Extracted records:

= Beginning of Section =

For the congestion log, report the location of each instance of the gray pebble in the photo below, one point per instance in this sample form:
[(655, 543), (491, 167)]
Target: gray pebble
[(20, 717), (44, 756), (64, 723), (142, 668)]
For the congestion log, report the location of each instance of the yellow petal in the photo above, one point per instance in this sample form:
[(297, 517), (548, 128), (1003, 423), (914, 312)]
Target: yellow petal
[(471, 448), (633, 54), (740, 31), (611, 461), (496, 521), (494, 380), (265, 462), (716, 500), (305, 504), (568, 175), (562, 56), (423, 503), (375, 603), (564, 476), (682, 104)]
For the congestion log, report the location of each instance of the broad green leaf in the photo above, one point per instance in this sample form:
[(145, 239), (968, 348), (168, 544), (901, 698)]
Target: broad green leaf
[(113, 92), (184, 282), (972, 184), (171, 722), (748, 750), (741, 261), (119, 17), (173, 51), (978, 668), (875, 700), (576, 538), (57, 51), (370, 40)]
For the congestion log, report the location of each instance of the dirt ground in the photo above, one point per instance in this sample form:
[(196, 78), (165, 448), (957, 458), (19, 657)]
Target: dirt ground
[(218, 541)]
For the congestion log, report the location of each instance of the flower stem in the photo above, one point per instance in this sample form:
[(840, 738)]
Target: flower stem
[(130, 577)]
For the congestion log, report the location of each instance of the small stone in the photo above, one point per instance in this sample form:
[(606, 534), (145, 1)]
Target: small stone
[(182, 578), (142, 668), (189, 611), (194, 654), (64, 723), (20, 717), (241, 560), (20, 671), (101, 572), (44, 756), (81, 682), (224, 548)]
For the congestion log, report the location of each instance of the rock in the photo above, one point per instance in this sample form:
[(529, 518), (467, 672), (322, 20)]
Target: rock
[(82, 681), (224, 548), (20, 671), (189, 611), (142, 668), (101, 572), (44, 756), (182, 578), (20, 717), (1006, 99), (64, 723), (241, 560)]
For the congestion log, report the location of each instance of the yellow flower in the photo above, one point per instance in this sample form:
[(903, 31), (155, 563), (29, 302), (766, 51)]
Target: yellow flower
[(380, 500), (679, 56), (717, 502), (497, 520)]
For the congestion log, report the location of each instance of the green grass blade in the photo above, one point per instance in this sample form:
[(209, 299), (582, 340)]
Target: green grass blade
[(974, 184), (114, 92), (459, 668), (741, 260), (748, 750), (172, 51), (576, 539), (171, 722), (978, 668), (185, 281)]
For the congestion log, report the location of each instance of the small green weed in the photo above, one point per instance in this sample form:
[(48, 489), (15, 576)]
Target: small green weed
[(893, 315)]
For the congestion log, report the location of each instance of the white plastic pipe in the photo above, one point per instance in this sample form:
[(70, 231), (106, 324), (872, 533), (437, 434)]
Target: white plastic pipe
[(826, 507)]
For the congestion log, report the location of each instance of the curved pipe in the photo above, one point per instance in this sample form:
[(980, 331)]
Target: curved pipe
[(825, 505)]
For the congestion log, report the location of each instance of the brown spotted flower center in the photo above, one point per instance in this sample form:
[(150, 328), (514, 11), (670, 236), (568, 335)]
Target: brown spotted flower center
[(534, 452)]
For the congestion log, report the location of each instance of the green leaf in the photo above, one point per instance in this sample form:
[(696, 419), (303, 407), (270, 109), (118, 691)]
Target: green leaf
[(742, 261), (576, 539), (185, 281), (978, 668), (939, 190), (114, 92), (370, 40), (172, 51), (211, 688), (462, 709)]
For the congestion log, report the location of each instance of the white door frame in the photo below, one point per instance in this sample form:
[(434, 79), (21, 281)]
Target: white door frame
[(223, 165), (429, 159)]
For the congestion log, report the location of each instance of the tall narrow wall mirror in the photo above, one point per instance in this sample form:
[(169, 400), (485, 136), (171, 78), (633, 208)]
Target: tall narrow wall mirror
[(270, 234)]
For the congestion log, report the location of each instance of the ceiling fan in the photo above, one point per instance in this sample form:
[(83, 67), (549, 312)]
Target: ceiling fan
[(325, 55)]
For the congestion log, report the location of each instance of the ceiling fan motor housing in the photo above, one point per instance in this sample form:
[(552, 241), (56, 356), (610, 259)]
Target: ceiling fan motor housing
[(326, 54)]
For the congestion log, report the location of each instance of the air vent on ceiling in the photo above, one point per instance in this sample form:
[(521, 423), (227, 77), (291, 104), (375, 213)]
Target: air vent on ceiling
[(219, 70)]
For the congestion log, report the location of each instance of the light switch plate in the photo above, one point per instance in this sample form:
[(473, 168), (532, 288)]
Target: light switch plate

= End of Section =

Repeat the data in full, matching each line exactly.

For the congestion log, report the location of each instance of the gray pebble in the photo below, one point per instance in this sample form:
[(655, 543), (491, 167)]
Target: gray pebble
[(20, 717), (44, 756), (64, 723), (142, 668)]
For the congestion log, report the location of each instance of the yellow petal in the photo above, one point per instance in this sample form:
[(297, 517), (548, 128), (1003, 423), (914, 312)]
Target: yellow petal
[(471, 448), (633, 54), (740, 31), (611, 461), (496, 521), (494, 380), (265, 462), (716, 500), (305, 504), (568, 175), (562, 56), (423, 503), (375, 603), (564, 476), (682, 104)]
For the congestion log, report the location of each instance of the broad green leaf in the photo above, one point per instance in this sample form:
[(145, 239), (968, 348), (168, 544), (901, 698)]
Target: broad green leaf
[(113, 92), (184, 282), (972, 184), (171, 722), (748, 750), (741, 261), (119, 17), (173, 51), (978, 668), (875, 700), (576, 538), (57, 51), (370, 40)]
For the congestion log, report the location of each instance of the dirt ground in the photo above, one point per instance in this sample form:
[(196, 78), (165, 448), (957, 458), (19, 657)]
Target: dirt ground
[(218, 541)]
For the congestion log, report the location of each instance of the flower stem in the photo above, one point per instance in this sample form:
[(840, 738)]
Target: flower stem
[(130, 577)]
For the congestion log, report the location of each instance of the small stone in the photo above, one point per instance in this sample form:
[(606, 534), (145, 1)]
Target: small stone
[(182, 578), (142, 668), (189, 611), (194, 654), (64, 723), (20, 717), (241, 560), (20, 671), (101, 572), (44, 756), (81, 682), (224, 548)]
For the congestion log, report the location of each instance of the rock in the photo above, one point per instance in this sample form:
[(529, 518), (467, 672), (322, 20)]
Target: rock
[(82, 681), (224, 548), (20, 671), (189, 611), (142, 668), (101, 572), (44, 756), (182, 578), (20, 717), (1006, 99), (64, 723), (241, 560)]
For the congestion log, report the location of each instance of the yellow flower in the photo above, one point per instance in this sample form:
[(903, 31), (155, 563), (29, 302), (766, 51)]
Target: yellow flower
[(380, 500), (679, 56), (717, 502), (497, 520)]
For the congestion log, report the location of each instance of the green grass blade in the photo above, one point per instance in this sample form:
[(209, 299), (582, 340)]
Target: green grass blade
[(974, 184), (114, 92), (459, 668), (741, 260), (748, 750), (172, 51), (576, 539), (171, 722), (978, 668), (185, 281)]
For the congestion log, report the location of each instance of the small green weed in the photo above, one point per instance in this sample form:
[(48, 489), (15, 576)]
Target: small green weed
[(893, 315)]
For the congestion log, report the location of each instance of the white plastic pipe in the photo above, one point per instance in this sample form:
[(70, 231), (106, 324), (872, 533), (437, 434)]
Target: white plastic pipe
[(826, 507)]
For the congestion log, report the location of each instance of the curved pipe in the photo above, one point per instance in this sample form:
[(980, 331)]
Target: curved pipe
[(825, 505)]
For the congestion log, report the location of each instance of the brown spotted flower center in the photo above, one point per instance in this sample form:
[(150, 328), (514, 11), (670, 236), (568, 335)]
Target: brown spotted flower center
[(534, 452)]
For the congestion log, report the location of each instance of the green leaf in the photo above, one point per instance in this sample form:
[(696, 419), (303, 407), (270, 109), (118, 691)]
Target: green leaf
[(742, 261), (576, 539), (185, 281), (978, 668), (939, 190), (114, 92), (370, 40), (172, 51), (211, 688), (462, 709)]
For the congestion log, report the location of each instance of the white door frame in the photo below, one point per instance in this sample form:
[(434, 79), (21, 281)]
Target: white door frame
[(223, 165), (429, 159)]
For the congestion log, report the location of each instance of the tall narrow wall mirror in the photo above, one point per instance in this sample form:
[(169, 400), (485, 136), (171, 78), (633, 208)]
Target: tall narrow wall mirror
[(270, 234)]
For the congestion log, report the location of each instance of the ceiling fan in the photo above, one point per instance in this sample form:
[(83, 67), (549, 312)]
Target: ceiling fan
[(325, 55)]
For the congestion log, report the location of each instance of the ceiling fan motor housing in the photo above, one point per instance in this sample form:
[(552, 241), (56, 356), (610, 259)]
Target: ceiling fan motor housing
[(326, 54)]
For the congestion log, report the location of each instance of the air vent on ceiling in the photo above, one point per instance in this sample form:
[(521, 423), (227, 77), (291, 104), (375, 213)]
Target: air vent on ceiling
[(219, 70)]
For the congestion log, report the location of each instance of the light switch plate in the photo above, one point per instance in this sample form:
[(473, 168), (532, 288)]
Target: light switch plate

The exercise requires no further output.